Problem requirements. Count the lines in the material below that contain the string "crayfish". Reply with only the number.

Records to use.
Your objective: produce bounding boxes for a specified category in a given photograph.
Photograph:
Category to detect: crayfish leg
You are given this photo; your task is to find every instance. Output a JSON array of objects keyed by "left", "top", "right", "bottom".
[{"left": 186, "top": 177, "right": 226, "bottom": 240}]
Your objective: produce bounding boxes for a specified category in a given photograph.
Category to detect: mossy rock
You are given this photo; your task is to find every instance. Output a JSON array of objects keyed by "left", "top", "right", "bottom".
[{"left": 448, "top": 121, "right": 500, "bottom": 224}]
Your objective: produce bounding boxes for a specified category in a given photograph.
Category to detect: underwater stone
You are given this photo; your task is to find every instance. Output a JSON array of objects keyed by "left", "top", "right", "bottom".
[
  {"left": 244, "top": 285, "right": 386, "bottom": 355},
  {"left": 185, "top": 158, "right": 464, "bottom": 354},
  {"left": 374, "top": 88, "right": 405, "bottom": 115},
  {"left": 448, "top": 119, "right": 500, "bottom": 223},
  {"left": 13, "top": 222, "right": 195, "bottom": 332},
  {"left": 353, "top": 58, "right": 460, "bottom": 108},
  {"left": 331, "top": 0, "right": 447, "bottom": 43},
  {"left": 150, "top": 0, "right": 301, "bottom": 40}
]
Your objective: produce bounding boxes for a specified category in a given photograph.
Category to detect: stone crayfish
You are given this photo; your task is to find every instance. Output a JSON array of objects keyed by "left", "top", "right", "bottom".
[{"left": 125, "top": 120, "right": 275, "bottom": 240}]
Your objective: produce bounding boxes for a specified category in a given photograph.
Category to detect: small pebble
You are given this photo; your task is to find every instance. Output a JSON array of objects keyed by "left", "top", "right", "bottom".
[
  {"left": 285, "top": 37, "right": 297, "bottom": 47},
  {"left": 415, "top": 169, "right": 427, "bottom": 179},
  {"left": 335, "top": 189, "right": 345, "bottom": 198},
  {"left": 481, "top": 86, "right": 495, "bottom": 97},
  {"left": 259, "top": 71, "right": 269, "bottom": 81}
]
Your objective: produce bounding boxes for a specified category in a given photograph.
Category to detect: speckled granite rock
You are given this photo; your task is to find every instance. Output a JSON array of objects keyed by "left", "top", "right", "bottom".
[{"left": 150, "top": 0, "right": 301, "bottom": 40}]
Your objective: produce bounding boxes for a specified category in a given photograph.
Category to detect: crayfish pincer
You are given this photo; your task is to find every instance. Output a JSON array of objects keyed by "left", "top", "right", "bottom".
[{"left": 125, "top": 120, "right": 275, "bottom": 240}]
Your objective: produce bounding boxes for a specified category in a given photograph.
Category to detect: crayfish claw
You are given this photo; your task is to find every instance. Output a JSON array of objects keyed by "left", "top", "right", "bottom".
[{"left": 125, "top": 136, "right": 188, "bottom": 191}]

Exercise solution. 4